* **VOS TÂCHES**:
1 > D'après l'entretien sur les transports, combien de voyages le réseau de la RATP voit-il chaque jour ?
2 > Poursuivez l'entretien sur les transports, s'il vous plaît, à partir de l'endroit où il s'arrête.

* **SEGMENT DE TEXTE**:
• • • • • • •
JEAN-BAPTISTE DJEBBARI 
Alors, d'abord, nous prévoyons effectivement, sur le sujet des masques, je l'ai dit, nous prévoyons effectivement que les forces de l'ordre puissent être sollicitées, j'ai eu l'occasion d'en discuter assez longuement avec le préfet de police Didier LALLEMENT, sur les autres mesures, le Premier ministre a cité des exemples, qui d'ailleurs se font ou se sont fait ailleurs à l'étranger, les exemples des marquages au sol, les exemples de l'occupation d'1 siège sur 2, nous allons évidemment étudier tout ça, discuter localement, parce que vous comprenez bien que nous posons une base nationale et que ce n'est pas tout à fait pareil de parler du réseau local de bus de Limoges, ou du réseau de la RATP, qui chaque jour voit 12 millions de voyages, donc nous allons faire ce travail d'adaptation aux réalités locales, qui évidemment sont différentes, c'est un travail qui a commencé d'ailleurs depuis plusieurs jours, qui se poursuit, j'étais encore en discussion avec Madame PECRESSE hier soir, qui se poursuit ce matin à 9h00 avec l'ensemble des élus, et nous allons trouver la bonne façon de fonctionner. Vous voyez, ce n'est pas effectivement construit à Paris, c'est construit en lien avec ceux qui sont responsables des transports dans les territoires. 

SONIA MABROUK 
Jean-Baptiste DJEBBARI, on a bien entendu, mais le 11 mai, le 11 mai est-ce que vous confirmez, comme l'a dit cette fois-ci le Premier ministre, pas besoin de réunion à ce sujet, qu'1 siège sur 2 sera condamné dans le métro ? 

JEAN-BAPTISTE DJEBBARI 
Le Premier ministre a dit qu'il fallait respecter les gestes barrières, il avait évidemment raison, et il a cité des exemples, il a dit « par exemple condamner 1 siège sur 2, par exemple faire des marquages au sol », et c'est sur la base de ces exemples qui sont connus, et qui sont issus des éléments de comparaison qu'on a pu recueillir à l'international, moi j'ai échangé beaucoup avec mes homologues des transports, sud-coréen, singapourien… 

SONIA MABROUK 
Et donc ce sera acté ? 

JEAN-BAPTISTE DJEBBARI 
Non, je veux dire que ça va être travaillé, c'est un exemple, et nous allons faire en sorte d'adapter localement les mesures, les gestes barrières, de manière à ce que ce soit, que l'environnement, des métros, des bus, des trains, soit le plus contrôlé possible sur le plan sanitaire. Voyez, c'est un travail assez fin, de dentelle, et vous préemptez un peu les des discussions que nous allons avoir, notamment l'heure suivante, avec le Premier ministre et les associations d'élus.
• • • • • • •
* **Extraits de données d'annotation par points**:

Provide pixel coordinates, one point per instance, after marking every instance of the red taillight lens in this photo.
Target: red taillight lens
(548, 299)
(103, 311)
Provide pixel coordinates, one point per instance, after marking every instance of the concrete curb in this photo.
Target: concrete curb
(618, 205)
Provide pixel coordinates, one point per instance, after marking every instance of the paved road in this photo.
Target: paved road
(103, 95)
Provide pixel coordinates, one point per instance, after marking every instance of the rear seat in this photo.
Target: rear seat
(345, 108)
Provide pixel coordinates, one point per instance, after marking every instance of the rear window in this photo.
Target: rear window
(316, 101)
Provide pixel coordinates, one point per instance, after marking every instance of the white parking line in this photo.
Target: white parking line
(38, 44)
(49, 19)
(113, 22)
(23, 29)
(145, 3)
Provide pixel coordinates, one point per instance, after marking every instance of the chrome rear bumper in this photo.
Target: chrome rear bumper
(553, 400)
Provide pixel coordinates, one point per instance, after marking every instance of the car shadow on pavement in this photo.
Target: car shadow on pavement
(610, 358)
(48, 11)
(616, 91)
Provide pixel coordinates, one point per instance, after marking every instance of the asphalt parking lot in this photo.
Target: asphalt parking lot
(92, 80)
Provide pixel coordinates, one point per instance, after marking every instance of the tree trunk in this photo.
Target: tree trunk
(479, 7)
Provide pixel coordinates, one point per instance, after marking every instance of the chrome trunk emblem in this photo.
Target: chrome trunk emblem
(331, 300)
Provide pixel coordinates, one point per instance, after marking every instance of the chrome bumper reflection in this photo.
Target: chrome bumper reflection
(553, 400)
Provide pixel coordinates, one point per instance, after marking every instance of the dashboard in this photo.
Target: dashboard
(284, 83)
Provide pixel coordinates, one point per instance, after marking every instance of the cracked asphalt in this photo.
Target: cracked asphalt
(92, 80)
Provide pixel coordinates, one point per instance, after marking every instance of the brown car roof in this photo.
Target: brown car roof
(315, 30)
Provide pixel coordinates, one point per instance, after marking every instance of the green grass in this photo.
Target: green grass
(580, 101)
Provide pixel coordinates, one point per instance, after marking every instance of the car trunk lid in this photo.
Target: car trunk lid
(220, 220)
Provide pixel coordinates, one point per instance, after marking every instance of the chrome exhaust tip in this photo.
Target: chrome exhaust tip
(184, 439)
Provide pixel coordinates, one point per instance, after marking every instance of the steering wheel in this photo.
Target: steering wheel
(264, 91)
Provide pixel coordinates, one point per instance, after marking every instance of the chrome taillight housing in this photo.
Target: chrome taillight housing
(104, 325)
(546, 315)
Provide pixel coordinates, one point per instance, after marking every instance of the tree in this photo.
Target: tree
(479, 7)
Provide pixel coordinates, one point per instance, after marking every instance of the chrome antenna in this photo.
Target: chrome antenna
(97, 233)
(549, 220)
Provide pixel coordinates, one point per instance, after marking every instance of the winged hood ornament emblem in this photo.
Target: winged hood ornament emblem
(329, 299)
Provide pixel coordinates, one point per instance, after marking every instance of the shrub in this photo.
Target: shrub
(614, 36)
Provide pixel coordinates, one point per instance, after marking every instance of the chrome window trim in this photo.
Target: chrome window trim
• • • • • • •
* **RÉPONSES PAR TÂCHE**:
1 > 12 millions de voyages.

2 >
SONIA MABROUK 
Est-ce que vous avez une idée, une estimation de combien de personnes vont ou peuvent revenir, et emprunter les transports dès le 11 mai ? J'imagine que vous travaillez à ce sujet depuis un certain temps. 

JEAN-BAPTISTE DJEBBARI 
Oui, nous avons modélisé de façon assez fine ces chiffres, nous pensons que nous aurons, le 11 mai, environ 30 % des personnes, qui habituellement prennent les transports en commun, qui reviendront dès le 11 mai, et avec une montée rapide tout au long du mois de mai et du mois de juin. 

SONIA MABROUK 
30 % de voyageurs, ça fait combien environ ?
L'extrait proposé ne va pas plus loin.